Collected data:
________

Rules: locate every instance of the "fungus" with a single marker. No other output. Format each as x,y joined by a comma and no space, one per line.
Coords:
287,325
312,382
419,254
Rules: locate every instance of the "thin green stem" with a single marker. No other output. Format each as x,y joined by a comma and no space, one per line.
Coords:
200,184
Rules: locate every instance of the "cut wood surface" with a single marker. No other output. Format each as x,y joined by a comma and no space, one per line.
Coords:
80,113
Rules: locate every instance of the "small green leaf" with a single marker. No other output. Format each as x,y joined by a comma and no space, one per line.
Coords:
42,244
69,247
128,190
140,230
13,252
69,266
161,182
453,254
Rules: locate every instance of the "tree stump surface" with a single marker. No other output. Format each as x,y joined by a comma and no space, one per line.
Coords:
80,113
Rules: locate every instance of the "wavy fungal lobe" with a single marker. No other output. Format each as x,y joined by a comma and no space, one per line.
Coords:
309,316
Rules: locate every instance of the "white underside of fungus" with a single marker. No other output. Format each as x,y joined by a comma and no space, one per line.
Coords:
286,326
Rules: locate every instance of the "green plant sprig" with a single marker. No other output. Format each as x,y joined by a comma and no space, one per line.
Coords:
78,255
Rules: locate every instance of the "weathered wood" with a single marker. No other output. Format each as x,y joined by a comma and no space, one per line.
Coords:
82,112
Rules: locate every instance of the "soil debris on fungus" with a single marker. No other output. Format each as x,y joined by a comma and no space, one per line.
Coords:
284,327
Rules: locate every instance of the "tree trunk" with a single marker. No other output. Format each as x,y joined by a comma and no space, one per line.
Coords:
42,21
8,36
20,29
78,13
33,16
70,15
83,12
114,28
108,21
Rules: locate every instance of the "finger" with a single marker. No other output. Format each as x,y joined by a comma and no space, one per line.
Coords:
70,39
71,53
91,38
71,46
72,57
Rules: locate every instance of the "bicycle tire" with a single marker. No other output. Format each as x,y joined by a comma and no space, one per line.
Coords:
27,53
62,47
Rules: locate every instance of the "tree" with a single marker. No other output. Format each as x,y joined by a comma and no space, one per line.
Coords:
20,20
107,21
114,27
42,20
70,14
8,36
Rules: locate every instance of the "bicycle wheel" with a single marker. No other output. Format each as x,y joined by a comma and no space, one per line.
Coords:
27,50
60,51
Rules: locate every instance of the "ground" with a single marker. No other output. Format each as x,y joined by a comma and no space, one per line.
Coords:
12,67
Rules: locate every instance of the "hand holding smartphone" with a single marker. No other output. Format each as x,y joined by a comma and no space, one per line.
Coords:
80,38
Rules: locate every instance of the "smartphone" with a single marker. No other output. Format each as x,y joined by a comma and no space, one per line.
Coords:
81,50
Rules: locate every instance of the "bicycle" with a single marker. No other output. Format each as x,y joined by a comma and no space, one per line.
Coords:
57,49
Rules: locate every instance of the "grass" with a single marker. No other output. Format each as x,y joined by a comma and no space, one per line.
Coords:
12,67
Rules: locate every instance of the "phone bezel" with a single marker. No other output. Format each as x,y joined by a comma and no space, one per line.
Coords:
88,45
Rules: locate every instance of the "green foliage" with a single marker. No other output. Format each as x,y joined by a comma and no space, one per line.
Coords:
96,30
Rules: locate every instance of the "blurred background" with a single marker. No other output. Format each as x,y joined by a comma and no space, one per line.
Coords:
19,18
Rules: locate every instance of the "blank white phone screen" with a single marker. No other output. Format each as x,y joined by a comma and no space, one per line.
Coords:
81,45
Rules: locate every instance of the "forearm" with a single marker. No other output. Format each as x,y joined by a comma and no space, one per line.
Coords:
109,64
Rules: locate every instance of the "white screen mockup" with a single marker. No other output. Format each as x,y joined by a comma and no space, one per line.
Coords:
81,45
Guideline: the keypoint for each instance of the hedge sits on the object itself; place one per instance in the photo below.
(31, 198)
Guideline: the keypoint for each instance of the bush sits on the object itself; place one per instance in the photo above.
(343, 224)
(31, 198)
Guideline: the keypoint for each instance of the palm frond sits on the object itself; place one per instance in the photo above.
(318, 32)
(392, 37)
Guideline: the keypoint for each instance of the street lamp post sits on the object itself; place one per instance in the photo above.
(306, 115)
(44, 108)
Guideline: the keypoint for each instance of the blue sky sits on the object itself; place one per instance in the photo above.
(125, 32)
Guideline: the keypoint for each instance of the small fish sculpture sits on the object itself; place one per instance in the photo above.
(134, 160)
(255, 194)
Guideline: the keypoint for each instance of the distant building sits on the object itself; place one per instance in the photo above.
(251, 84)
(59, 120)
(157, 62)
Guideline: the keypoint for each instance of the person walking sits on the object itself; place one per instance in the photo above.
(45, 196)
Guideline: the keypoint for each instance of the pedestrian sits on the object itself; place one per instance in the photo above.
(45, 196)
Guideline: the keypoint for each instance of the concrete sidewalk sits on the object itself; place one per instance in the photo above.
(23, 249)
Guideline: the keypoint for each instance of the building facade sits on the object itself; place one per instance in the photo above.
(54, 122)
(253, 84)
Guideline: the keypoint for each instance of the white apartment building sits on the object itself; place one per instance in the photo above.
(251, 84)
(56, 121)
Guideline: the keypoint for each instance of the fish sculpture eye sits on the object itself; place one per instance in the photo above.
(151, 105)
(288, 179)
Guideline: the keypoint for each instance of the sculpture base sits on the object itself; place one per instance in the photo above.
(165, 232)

________

» **OBJECTIVE**:
Convert all of the entries above into a Markdown table with two columns, "Row" for the row number and "Line" for the text of each line, skipping any blank lines.

» **WRITTEN RESPONSE**:
| Row | Line |
|---|---|
| 1 | Rules: locate every instance of the "fungus" with a single marker. No other output. Format each as x,y joined by a comma and no space, one per line. |
| 2 | Coords: |
| 3 | 287,325 |
| 4 | 312,382 |
| 5 | 419,254 |
| 6 | Rules: locate every instance of the "thin green stem" with a single marker. No other output. Format each as x,y joined by a comma and no space, one per line. |
| 7 | Coords: |
| 8 | 200,184 |
| 9 | Rules: locate every instance of the "cut wood surface" with a single marker. No other output. Format each as x,y joined by a comma and no space, one per line. |
| 10 | Coords: |
| 11 | 80,113 |
| 12 | Rules: locate every instance of the "small green leaf" with a single marker. No other output. Format each as x,y joined by a comma and no space, one per line. |
| 13 | Coords: |
| 14 | 42,244 |
| 15 | 69,247 |
| 16 | 128,190 |
| 17 | 140,230 |
| 18 | 13,252 |
| 19 | 69,266 |
| 20 | 161,182 |
| 21 | 453,254 |
| 22 | Rules: locate every instance of the "tree stump surface" with a single marker. No other output. Format each as x,y joined by a comma and no space, one per line. |
| 23 | Coords: |
| 24 | 80,113 |
| 25 | Rules: locate every instance of the "wavy fungal lobe" with a single marker. No other output. Format each as x,y joined by a comma and no space, one per line. |
| 26 | Coords: |
| 27 | 309,316 |
| 28 | Rules: locate every instance of the "white underside of fungus" with a single marker. No other output. Format each as x,y joined by a comma and no space, one per line. |
| 29 | Coords: |
| 30 | 286,326 |
| 31 | Rules: locate every instance of the "green plant sprig" with a single marker. No other output. Format each as x,y joined by a comma and no space, one per line. |
| 32 | Coords: |
| 33 | 78,255 |
| 34 | Rules: locate every instance of the "weathered wood" with a single marker. No other output. Format each as x,y joined by a comma and no space, one per line. |
| 35 | Coords: |
| 36 | 82,112 |
| 37 | Rules: locate every instance of the "soil debris on fungus" with a single marker. No other output. Format each as x,y joined by a comma and no space, one per line. |
| 38 | Coords: |
| 39 | 284,327 |
| 40 | Rules: locate every instance of the "tree trunk" with a single marker. No other output. Format each as x,y joined by a comma and no space, one per line. |
| 41 | Coords: |
| 42 | 42,21 |
| 43 | 8,36 |
| 44 | 20,29 |
| 45 | 78,13 |
| 46 | 33,16 |
| 47 | 70,15 |
| 48 | 83,12 |
| 49 | 114,28 |
| 50 | 108,21 |
| 51 | Rules: locate every instance of the "finger" with a single marker. No other output. Format each as x,y joined by a comma and no space, one per line. |
| 52 | Coords: |
| 53 | 70,39 |
| 54 | 71,53 |
| 55 | 91,38 |
| 56 | 71,46 |
| 57 | 72,57 |
| 58 | Rules: locate every instance of the "bicycle tire" with a single marker. No other output. Format each as x,y joined by a comma and no space, one per line. |
| 59 | Coords: |
| 60 | 27,53 |
| 61 | 62,47 |
| 62 | Rules: locate every instance of the "tree" with a single marker. No other output. Format each as x,y joined by a comma and no space, one per line. |
| 63 | Coords: |
| 64 | 20,20 |
| 65 | 107,21 |
| 66 | 114,27 |
| 67 | 42,20 |
| 68 | 70,14 |
| 69 | 8,36 |
| 70 | Rules: locate every instance of the "bicycle wheel" with a single marker. No other output. Format each as x,y joined by a comma and no space, one per line. |
| 71 | Coords: |
| 72 | 27,50 |
| 73 | 60,51 |
| 74 | Rules: locate every instance of the "ground" with a single marker. No other output. Format each as x,y joined by a comma and no space, one per line. |
| 75 | Coords: |
| 76 | 12,67 |
| 77 | Rules: locate every instance of the "hand holding smartphone" with a single marker. No other output. Format each as x,y joined by a comma and no space, one per line. |
| 78 | Coords: |
| 79 | 80,38 |
| 80 | Rules: locate every instance of the "smartphone" with a single marker. No other output. Format each as x,y joined by a comma and no space, one per line. |
| 81 | Coords: |
| 82 | 81,50 |
| 83 | Rules: locate every instance of the "bicycle" with a single marker. No other output. Format each as x,y joined by a comma and no space, one per line. |
| 84 | Coords: |
| 85 | 57,49 |
| 86 | Rules: locate every instance of the "grass" with a single marker. No other output. Format each as x,y joined by a comma and no space, one per line. |
| 87 | Coords: |
| 88 | 12,67 |
| 89 | Rules: locate every instance of the "phone bezel" with a single marker. No other output. Format each as x,y joined by a comma and no space, one per line. |
| 90 | Coords: |
| 91 | 88,45 |
| 92 | Rules: locate every instance of the "green foliage" with a single marker. No other output. Format each as x,y joined by a comma and no space, one per line. |
| 93 | Coords: |
| 94 | 96,30 |
| 95 | Rules: locate every instance of the "blurred background" with a single marker. No other output. Format each as x,y joined by a comma and no space, one per line. |
| 96 | Coords: |
| 97 | 19,18 |
| 98 | Rules: locate every instance of the "blank white phone screen" with a single marker. No other output. Format each as x,y joined by a comma and no space, one per line. |
| 99 | Coords: |
| 100 | 81,45 |
| 101 | Rules: locate every instance of the "forearm" with a single marker. No other output. Format each as x,y joined by a comma and no space, one per line. |
| 102 | Coords: |
| 103 | 109,64 |
| 104 | Rules: locate every instance of the "white screen mockup" with a single marker. No other output. Format each as x,y joined by a comma and no space, one per line. |
| 105 | Coords: |
| 106 | 81,45 |
| 107 | Guideline: the keypoint for each instance of the hedge sits on the object itself; place one per instance in the photo below. |
| 108 | (31, 198) |
| 109 | Guideline: the keypoint for each instance of the bush sits on the object itself; place one per instance in the photo above. |
| 110 | (343, 224) |
| 111 | (31, 198) |
| 112 | Guideline: the keypoint for each instance of the palm frond sits on the object itself; place one per instance in the photo above. |
| 113 | (318, 32) |
| 114 | (392, 37) |
| 115 | Guideline: the keypoint for each instance of the street lamp post sits on the object itself; place one per instance in the photo above. |
| 116 | (306, 115) |
| 117 | (44, 108) |
| 118 | Guideline: the keypoint for each instance of the blue sky sits on the object itself; place one per instance in the photo above. |
| 119 | (125, 32) |
| 120 | Guideline: the keypoint for each instance of the small fish sculpture sits on the object itself; place one per instance in the photo above. |
| 121 | (134, 160) |
| 122 | (255, 194) |
| 123 | Guideline: the keypoint for each instance of the distant building sits on the object itself; place one per instance in the photo above. |
| 124 | (251, 84) |
| 125 | (59, 120) |
| 126 | (157, 62) |
| 127 | Guideline: the keypoint for each instance of the person walking sits on the object itself; place one per instance in the photo above. |
| 128 | (45, 196) |
| 129 | Guideline: the keypoint for each instance of the pedestrian sits on the object itself; place one per instance in the photo above. |
| 130 | (45, 196) |
| 131 | Guideline: the keypoint for each instance of the concrete sidewalk sits on the object itself; place one per instance in the photo above. |
| 132 | (23, 249) |
| 133 | Guideline: the keypoint for each instance of the building facade sits on the object itself; place one per instance in the photo above. |
| 134 | (54, 122) |
| 135 | (253, 84) |
| 136 | Guideline: the keypoint for each instance of the white apartment building sits on the object itself; place one per instance in the photo above. |
| 137 | (251, 84) |
| 138 | (56, 121) |
| 139 | Guideline: the keypoint for each instance of the fish sculpture eye sits on the object itself; place one per instance in the photo above. |
| 140 | (151, 105) |
| 141 | (288, 179) |
| 142 | Guideline: the keypoint for each instance of the sculpture base sits on the object itself; place one per instance in the photo above. |
| 143 | (165, 232) |